# [Texte retenu]
Cour martiale
Informations sur la décision
Date de l’ouverture du procès : 16 janvier 2007.
Endroit : BFC Kingston, édifice E-37, édifice Signaleur Gray, Kingston (ON).
Chefs d’accusation:
• Chefs d’accusation 1, 2 : Art. 90 LDN, s’est absenté sans permission.
Résultats:
• VERDICTS : Chefs d’accusation 1, 2 : Coupable.
• SENTENCE : Une amende au montant de 600$.
Contenu de la décision
Citation : R. C. Caporal J.D.M. Picard, 2007 CM 3002
Dossier : 2006110
COUR MARTIALE PERMANENTE
CANADA
ONTARIO
BASE DES FORCES CANADIENNES KINGSTON
Date : 16 janvier 2007
SOUS LA PRÉSIDENCE DU LIEUTENANT-COLONEL L.-V. D'AUTEUIL, JM
SA MAJESTÉ LA REINE
c.
CAPORAL J.D.M. PICARD
(Accusé)
SENTENCE
(Oralement)
TRADUCTION FRANÇAISE OFFICIELLE
[1] Caporal Picard, la cour ayant accepté et enregistré votre aveu de culpabilité au premier et au deuxième chef d'accusation, vous en déclare maintenant coupable. Caporal Picard, vous pouvez rompre et aller rejoindre votre avocat.

(Entrées de données enregistrées)

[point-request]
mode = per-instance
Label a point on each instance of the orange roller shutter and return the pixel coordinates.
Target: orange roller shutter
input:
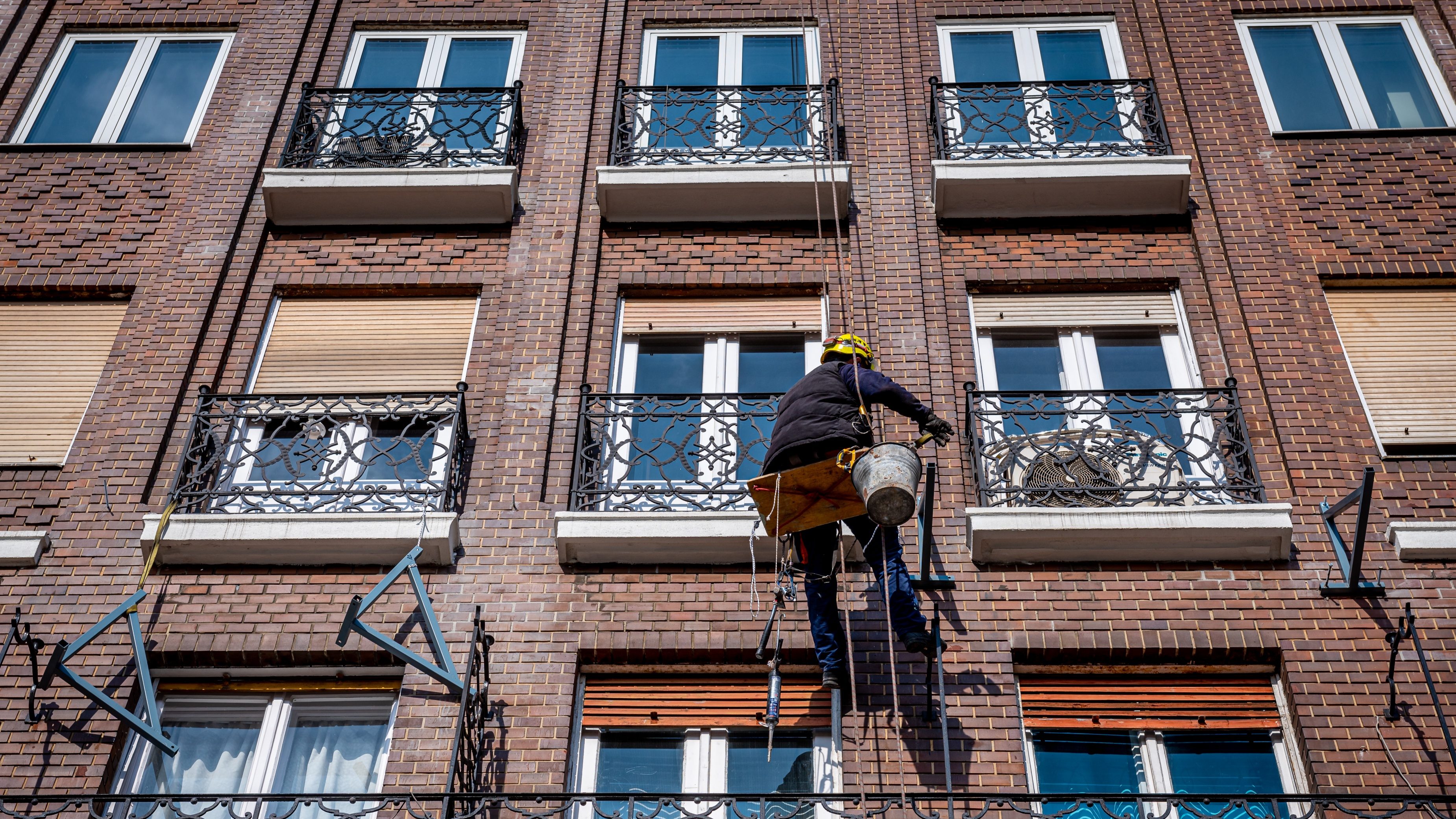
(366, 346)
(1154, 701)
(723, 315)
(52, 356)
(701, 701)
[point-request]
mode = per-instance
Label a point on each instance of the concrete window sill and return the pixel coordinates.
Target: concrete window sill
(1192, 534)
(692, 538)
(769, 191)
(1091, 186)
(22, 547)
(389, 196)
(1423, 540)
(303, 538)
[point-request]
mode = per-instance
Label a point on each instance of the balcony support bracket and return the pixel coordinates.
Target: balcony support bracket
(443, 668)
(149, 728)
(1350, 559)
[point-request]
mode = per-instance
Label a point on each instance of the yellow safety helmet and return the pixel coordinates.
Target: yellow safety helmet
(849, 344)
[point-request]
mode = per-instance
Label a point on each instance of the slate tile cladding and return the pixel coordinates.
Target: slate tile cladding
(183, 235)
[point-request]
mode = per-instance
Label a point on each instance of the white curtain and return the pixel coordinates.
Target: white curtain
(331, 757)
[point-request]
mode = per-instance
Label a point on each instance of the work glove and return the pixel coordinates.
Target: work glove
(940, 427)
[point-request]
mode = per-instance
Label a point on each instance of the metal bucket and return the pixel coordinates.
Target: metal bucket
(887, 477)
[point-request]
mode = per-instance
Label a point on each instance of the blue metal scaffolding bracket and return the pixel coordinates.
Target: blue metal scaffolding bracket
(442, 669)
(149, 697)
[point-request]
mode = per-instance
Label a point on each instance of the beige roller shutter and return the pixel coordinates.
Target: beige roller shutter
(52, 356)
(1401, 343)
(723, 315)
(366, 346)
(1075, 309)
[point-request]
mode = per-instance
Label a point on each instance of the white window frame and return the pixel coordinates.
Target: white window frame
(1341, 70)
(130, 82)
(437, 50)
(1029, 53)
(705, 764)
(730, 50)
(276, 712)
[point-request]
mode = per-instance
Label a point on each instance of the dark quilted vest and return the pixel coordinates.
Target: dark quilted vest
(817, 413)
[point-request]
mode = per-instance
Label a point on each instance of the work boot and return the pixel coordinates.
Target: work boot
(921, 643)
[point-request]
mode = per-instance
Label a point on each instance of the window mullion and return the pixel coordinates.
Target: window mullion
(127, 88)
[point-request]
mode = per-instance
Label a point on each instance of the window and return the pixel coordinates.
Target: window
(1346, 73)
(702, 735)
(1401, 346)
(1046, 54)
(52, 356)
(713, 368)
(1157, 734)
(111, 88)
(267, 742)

# [Consigne]
Pouvez-vous recopier intégralement la décision de la cour martiale, sans y changer un seul mot ni signe ?

# [Résultat obtenu]
Cour martiale
Informations sur la décision
Date de l’ouverture du procès : 16 janvier 2007.
Endroit : BFC Kingston, édifice E-37, édifice Signaleur Gray, Kingston (ON).
Chefs d’accusation:
• Chefs d’accusation 1, 2 : Art. 90 LDN, s’est absenté sans permission.
Résultats:
• VERDICTS : Chefs d’accusation 1, 2 : Coupable.
• SENTENCE : Une amende au montant de 600$.
Contenu de la décision
Citation : R. C. Caporal J.D.M. Picard, 2007 CM 3002
Dossier : 2006110
COUR MARTIALE PERMANENTE
CANADA
ONTARIO
BASE DES FORCES CANADIENNES KINGSTON
Date : 16 janvier 2007
SOUS LA PRÉSIDENCE DU LIEUTENANT-COLONEL L.-V. D'AUTEUIL, JM
SA MAJESTÉ LA REINE
c.
CAPORAL J.D.M. PICARD
(Accusé)
SENTENCE
(Oralement)
TRADUCTION FRANÇAISE OFFICIELLE
[1] Caporal Picard, la cour ayant accepté et enregistré votre aveu de culpabilité au premier et au deuxième chef d'accusation, vous en déclare maintenant coupable. Caporal Picard, vous pouvez rompre et aller rejoindre votre avocat.